• ROWS:
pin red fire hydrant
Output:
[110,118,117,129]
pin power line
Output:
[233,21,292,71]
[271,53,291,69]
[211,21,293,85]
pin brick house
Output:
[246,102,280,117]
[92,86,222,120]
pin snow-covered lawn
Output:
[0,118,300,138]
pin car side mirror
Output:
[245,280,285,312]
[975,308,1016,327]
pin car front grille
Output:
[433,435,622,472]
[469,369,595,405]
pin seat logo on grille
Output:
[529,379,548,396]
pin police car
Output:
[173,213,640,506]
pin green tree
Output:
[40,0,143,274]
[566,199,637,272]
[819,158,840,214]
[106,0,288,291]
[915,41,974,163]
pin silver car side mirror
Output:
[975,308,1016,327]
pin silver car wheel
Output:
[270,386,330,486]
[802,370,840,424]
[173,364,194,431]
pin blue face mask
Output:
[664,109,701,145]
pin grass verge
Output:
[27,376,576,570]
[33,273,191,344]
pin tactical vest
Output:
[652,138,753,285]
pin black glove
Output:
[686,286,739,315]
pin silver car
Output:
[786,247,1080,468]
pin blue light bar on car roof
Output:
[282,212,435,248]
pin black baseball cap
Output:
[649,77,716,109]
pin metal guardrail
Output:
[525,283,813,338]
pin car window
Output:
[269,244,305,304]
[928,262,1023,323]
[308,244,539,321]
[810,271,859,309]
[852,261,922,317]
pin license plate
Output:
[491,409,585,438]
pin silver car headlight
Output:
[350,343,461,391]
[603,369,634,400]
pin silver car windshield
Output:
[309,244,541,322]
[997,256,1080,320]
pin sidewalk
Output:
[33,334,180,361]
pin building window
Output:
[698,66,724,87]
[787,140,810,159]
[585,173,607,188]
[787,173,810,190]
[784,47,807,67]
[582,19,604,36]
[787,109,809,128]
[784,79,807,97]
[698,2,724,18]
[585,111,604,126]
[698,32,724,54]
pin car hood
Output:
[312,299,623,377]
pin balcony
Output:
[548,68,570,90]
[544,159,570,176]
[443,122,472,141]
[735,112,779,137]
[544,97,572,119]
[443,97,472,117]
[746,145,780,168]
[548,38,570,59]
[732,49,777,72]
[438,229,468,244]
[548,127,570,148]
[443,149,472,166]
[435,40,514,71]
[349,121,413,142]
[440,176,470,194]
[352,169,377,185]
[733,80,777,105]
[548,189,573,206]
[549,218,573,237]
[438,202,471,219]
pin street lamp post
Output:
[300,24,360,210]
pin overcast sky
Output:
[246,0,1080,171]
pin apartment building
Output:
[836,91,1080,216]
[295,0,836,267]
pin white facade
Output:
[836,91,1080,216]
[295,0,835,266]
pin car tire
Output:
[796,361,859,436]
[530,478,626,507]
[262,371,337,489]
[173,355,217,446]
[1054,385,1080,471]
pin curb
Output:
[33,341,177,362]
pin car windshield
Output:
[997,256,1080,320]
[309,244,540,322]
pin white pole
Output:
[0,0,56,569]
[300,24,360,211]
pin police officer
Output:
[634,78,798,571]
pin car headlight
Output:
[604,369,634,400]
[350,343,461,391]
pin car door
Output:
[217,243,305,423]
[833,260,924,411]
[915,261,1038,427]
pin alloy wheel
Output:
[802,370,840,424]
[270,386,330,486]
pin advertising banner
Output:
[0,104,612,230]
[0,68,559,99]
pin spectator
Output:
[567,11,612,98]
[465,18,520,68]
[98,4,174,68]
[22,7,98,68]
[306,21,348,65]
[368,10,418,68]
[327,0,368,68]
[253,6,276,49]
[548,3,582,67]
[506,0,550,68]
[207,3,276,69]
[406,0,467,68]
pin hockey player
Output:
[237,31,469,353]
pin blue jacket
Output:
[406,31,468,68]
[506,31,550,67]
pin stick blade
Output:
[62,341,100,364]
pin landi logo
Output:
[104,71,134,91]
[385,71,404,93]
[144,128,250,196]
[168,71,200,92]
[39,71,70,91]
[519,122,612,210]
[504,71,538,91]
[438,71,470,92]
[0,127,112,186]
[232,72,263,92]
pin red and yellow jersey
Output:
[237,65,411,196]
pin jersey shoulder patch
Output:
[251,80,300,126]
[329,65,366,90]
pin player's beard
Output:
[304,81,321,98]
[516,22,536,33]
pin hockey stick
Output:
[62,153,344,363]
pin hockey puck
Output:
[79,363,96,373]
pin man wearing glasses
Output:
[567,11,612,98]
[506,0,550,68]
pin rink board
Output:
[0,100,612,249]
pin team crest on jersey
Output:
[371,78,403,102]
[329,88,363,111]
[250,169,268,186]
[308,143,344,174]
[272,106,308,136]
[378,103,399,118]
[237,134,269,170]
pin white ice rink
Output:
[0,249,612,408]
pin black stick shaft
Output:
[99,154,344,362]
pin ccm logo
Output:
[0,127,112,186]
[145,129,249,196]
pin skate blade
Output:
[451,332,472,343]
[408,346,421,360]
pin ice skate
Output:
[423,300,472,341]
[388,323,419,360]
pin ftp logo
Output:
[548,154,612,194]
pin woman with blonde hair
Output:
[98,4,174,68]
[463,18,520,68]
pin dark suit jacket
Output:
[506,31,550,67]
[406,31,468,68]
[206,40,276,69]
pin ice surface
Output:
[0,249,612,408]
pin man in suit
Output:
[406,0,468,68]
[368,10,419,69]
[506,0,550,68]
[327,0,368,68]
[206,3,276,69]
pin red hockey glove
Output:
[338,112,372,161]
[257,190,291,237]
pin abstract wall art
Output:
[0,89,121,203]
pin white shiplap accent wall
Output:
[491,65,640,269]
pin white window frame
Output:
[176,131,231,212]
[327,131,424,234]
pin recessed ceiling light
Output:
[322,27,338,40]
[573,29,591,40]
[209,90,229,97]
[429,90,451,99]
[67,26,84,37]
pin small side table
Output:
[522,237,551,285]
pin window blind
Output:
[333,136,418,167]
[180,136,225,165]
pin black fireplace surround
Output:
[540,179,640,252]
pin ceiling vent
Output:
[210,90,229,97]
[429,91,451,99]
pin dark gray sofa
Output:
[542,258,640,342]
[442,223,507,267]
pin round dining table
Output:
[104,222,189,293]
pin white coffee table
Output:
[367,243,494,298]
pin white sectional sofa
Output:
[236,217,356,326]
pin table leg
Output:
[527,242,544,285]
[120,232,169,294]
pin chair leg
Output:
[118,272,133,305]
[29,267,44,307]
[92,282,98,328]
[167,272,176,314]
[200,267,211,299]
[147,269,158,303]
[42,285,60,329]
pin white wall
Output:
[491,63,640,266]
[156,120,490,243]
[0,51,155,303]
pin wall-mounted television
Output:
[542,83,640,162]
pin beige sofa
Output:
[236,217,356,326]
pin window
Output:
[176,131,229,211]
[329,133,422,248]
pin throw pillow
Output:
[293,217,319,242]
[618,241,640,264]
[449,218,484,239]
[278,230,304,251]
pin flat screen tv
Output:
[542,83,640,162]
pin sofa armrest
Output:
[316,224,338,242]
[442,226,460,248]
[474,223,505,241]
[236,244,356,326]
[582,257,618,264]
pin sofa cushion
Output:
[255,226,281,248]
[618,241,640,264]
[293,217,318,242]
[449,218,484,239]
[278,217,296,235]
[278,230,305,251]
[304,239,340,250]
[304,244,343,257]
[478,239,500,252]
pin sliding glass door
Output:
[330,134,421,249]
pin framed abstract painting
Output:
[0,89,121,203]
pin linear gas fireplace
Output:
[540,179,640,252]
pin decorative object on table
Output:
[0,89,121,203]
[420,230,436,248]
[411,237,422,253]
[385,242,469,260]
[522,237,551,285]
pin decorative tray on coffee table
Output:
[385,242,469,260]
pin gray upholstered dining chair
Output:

• WHAT THE TASK ASKS:
Convert every line of the listing above into a numbered list, leaving out any blank lines.

• FINAL ANSWER:
1. pin red fire hydrant
2. Output:
3. [110,118,117,129]
4. pin power line
5. Output:
6. [233,21,292,71]
7. [271,53,291,69]
8. [211,21,293,85]
9. pin brick house
10. Output:
11. [246,102,280,117]
12. [92,86,222,120]
13. pin snow-covered lawn
14. Output:
15. [0,118,300,138]
16. pin car side mirror
17. Output:
18. [245,280,285,312]
19. [975,308,1016,327]
20. pin car front grille
21. Output:
22. [433,435,622,472]
23. [469,369,595,405]
24. pin seat logo on grille
25. Output:
26. [529,379,548,396]
27. pin police car
28. Output:
29. [173,213,640,506]
30. pin green tree
31. Output:
32. [40,0,143,274]
33. [566,199,637,272]
34. [819,158,840,214]
35. [106,0,288,291]
36. [915,41,974,163]
37. pin silver car side mirror
38. Output:
39. [975,308,1016,327]
40. pin silver car wheel
41. Output:
42. [270,386,330,486]
43. [802,370,840,424]
44. [173,364,194,431]
45. pin blue face mask
46. Output:
47. [664,109,701,145]
48. pin grass verge
49. Output:
50. [27,376,576,570]
51. [33,273,191,344]
52. pin tactical vest
53. Output:
54. [652,138,753,285]
55. pin black glove
56. Output:
57. [686,286,739,315]
58. pin silver car
59. Output:
60. [786,247,1080,468]
61. pin blue light bar on car roof
62. Output:
63. [282,212,435,248]
64. pin black baseball cap
65. Output:
66. [649,77,716,109]
67. pin metal guardrail
68. Output:
69. [525,283,813,338]
70. pin car window
71. Output:
72. [269,244,305,304]
73. [928,262,1023,323]
74. [308,244,539,321]
75. [810,271,859,309]
76. [852,261,922,317]
77. pin license plate
78. Output:
79. [491,409,585,438]
80. pin silver car headlight
81. Output:
82. [350,343,461,391]
83. [603,369,634,400]
84. pin silver car windshield
85. Output:
86. [309,244,541,322]
87. [997,256,1080,320]
88. pin sidewalk
89. Output:
90. [33,334,180,361]
91. pin building window
92. Output:
93. [698,66,724,87]
94. [787,140,810,159]
95. [585,173,607,188]
96. [787,173,810,190]
97. [784,47,807,67]
98. [582,19,604,36]
99. [787,109,809,128]
100. [784,79,807,97]
101. [698,2,724,18]
102. [585,111,604,126]
103. [698,32,724,54]
104. pin car hood
105. Output:
106. [312,299,623,377]
107. pin balcony
108. Output:
109. [548,68,570,90]
110. [544,159,570,176]
111. [443,122,472,141]
112. [735,112,779,137]
113. [544,97,572,119]
114. [443,97,472,117]
115. [746,145,780,168]
116. [548,38,570,59]
117. [732,49,777,72]
118. [438,229,468,244]
119. [548,127,570,148]
120. [443,149,472,166]
121. [435,40,514,71]
122. [349,121,413,142]
123. [440,176,470,194]
124. [352,169,377,185]
125. [733,80,777,105]
126. [548,189,573,206]
127. [549,218,573,237]
128. [438,202,471,219]
129. pin street lamp post
130. Output:
131. [300,24,360,210]
132. pin overcast sky
133. Output:
134. [246,0,1080,171]
135. pin apartment building
136. Output:
137. [836,91,1080,216]
138. [295,0,836,267]
139. pin white facade
140. Output:
141. [836,91,1080,216]
142. [295,0,835,266]
143. pin car tire
144. Output:
145. [796,361,859,436]
146. [530,478,626,507]
147. [262,371,337,489]
148. [173,355,217,446]
149. [1054,385,1080,471]
150. pin curb
151. Output:
152. [33,341,177,362]
153. pin car windshield
154. Output:
155. [997,256,1080,320]
156. [309,244,540,322]
157. pin white pole
158. Output:
159. [0,0,56,569]
160. [300,24,360,211]
161. pin police officer
162. Output:
163. [634,78,798,571]
164. pin car headlight
165. Output:
166. [604,369,634,400]
167. [350,343,461,391]
168. pin car door
169. Output:
170. [217,243,305,423]
171. [833,260,924,411]
172. [915,261,1038,427]
173. pin alloy wheel
174. Output:
175. [802,370,840,424]
176. [270,386,330,486]
177. pin advertising banner
178. Output:
179. [0,104,612,230]
180. [0,68,559,99]
181. pin spectator
182. Output:
183. [567,11,612,98]
184. [465,18,520,68]
185. [98,4,174,68]
186. [22,7,98,68]
187. [306,21,348,65]
188. [368,10,418,68]
189. [327,0,368,68]
190. [253,6,276,49]
191. [548,3,582,67]
192. [506,0,550,68]
193. [207,3,276,69]
194. [406,0,467,68]
195. pin hockey player
196. Output:
197. [237,31,469,353]
198. pin blue jacket
199. Output:
200. [406,31,468,68]
201. [506,31,550,67]
202. pin stick blade
203. Output:
204. [62,341,100,364]
205. pin landi logo
206. Output:
207. [104,71,134,91]
208. [385,71,404,93]
209. [144,128,250,196]
210. [168,71,200,92]
211. [39,71,70,91]
212. [519,122,612,210]
213. [504,71,538,91]
214. [438,71,470,92]
215. [0,127,112,186]
216. [232,72,263,92]
217. pin red and yellow jersey
218. Output:
219. [237,65,411,196]
220. pin jersey shoulder patch
221. Output:
222. [251,80,300,126]
223. [329,65,366,90]
224. pin player's beard
225. Output:
226. [304,81,321,98]
227. [516,22,536,33]
228. pin hockey stick
229. Output:
230. [62,153,344,363]
231. pin hockey puck
232. Output:
233. [79,363,96,373]
234. pin man wearing glasses
235. Output:
236. [567,11,612,98]
237. [506,0,550,68]
238. pin rink board
239. Output:
240. [0,100,612,249]
241. pin team crest on jersey
242. Output:
243. [371,78,403,102]
244. [329,88,363,111]
245. [250,169,268,186]
246. [308,143,344,174]
247. [272,106,308,136]
248. [378,103,399,118]
249. [237,134,269,170]
250. pin white ice rink
251. Output:
252. [0,249,612,408]
253. pin black stick shaft
254. Output:
255. [99,154,344,362]
256. pin ccm logo
257. Output:
258. [0,127,112,186]
259. [145,129,249,196]
260. pin skate blade
261. Output:
262. [451,332,472,343]
263. [408,346,421,360]
264. pin ice skate
265. Output:
266. [423,300,472,341]
267. [388,323,419,360]
268. pin ftp logo
269. Output:
270. [548,154,612,194]
271. pin woman with blonde hair
272. Output:
273. [98,4,174,68]
274. [463,18,520,68]
275. pin dark suit jacket
276. Output:
277. [506,31,550,67]
278. [406,31,468,68]
279. [206,40,276,69]
280. pin ice surface
281. Output:
282. [0,249,612,408]
283. pin man in suit
284. Output:
285. [406,0,468,68]
286. [368,10,419,69]
287. [506,0,550,68]
288. [327,0,368,68]
289. [206,3,276,69]
290. pin red hockey glove
291. Output:
292. [338,112,372,161]
293. [257,190,291,237]
294. pin abstract wall art
295. Output:
296. [0,89,121,203]
297. pin white shiplap accent wall
298. Output:
299. [491,65,640,269]
300. pin white window frame
301. Output:
302. [176,131,231,212]
303. [327,131,424,234]
304. pin recessed ceiling light
305. Output:
306. [322,27,338,40]
307. [573,29,591,40]
308. [209,90,229,97]
309. [429,90,451,99]
310. [67,26,84,37]
311. pin small side table
312. Output:
313. [522,237,551,285]
314. pin window blind
315. Output:
316. [333,136,418,167]
317. [180,136,225,165]
318. pin black fireplace surround
319. Output:
320. [540,179,640,252]
321. pin ceiling vent
322. Output:
323. [210,90,229,97]
324. [429,91,451,99]
325. pin dark gray sofa
326. Output:
327. [542,258,640,342]
328. [442,223,507,267]
329. pin round dining table
330. Output:
331. [104,222,189,293]
332. pin white coffee table
333. Output:
334. [367,243,494,298]
335. pin white sectional sofa
336. Output:
337. [236,217,356,326]
338. pin table leg
339. Output:
340. [527,242,544,285]
341. [120,232,169,294]
342. pin chair leg
343. Output:
344. [118,272,133,305]
345. [29,267,44,307]
346. [92,282,98,328]
347. [167,272,176,314]
348. [200,267,211,299]
349. [147,269,158,303]
350. [42,285,60,329]
351. pin white wall
352. Output:
353. [491,63,640,266]
354. [156,120,490,243]
355. [0,51,155,303]
356. pin wall-mounted television
357. Output:
358. [542,83,640,162]
359. pin beige sofa
360. Output:
361. [236,217,356,326]
362. pin window
363. Output:
364. [176,131,229,211]
365. [329,133,422,248]
366. pin throw pillow
367. Output:
368. [293,217,319,242]
369. [618,241,640,264]
370. [449,218,484,239]
371. [278,230,304,251]
372. pin flat screen tv
373. Output:
374. [542,83,640,162]
375. pin sofa armrest
376. Output:
377. [316,224,338,242]
378. [442,226,460,248]
379. [474,223,505,241]
380. [236,244,356,326]
381. [582,257,618,264]
382. pin sofa cushion
383. Output:
384. [255,226,281,248]
385. [618,241,640,264]
386. [293,217,318,242]
387. [449,218,484,239]
388. [278,217,296,235]
389. [278,230,305,251]
390. [304,239,340,250]
391. [304,244,343,257]
392. [478,239,500,252]
393. pin sliding glass door
394. Output:
395. [330,134,421,249]
396. pin framed abstract painting
397. Output:
398. [0,89,121,203]
399. pin linear gas fireplace
400. Output:
401. [540,179,640,252]
402. pin decorative object on table
403. Output:
404. [0,89,121,203]
405. [420,230,436,248]
406. [411,237,422,253]
407. [385,242,469,260]
408. [522,237,551,285]
409. pin decorative tray on coffee table
410. Output:
411. [385,242,469,260]
412. pin gray upholstered dining chair
413. Output:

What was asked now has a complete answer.